Set problem: Render every line of the entries below as a numbered list, leaving out any blank lines.

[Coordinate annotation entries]
==================================================

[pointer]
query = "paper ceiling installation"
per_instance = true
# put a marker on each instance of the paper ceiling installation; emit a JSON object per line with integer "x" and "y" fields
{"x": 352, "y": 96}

==================================================

Task response:
1. [pointer]
2. query = "paper ceiling installation"
3. per_instance = true
4. # put a marker on each instance of the paper ceiling installation; emit a JSON object per line with integer "x" and "y" fields
5. {"x": 352, "y": 96}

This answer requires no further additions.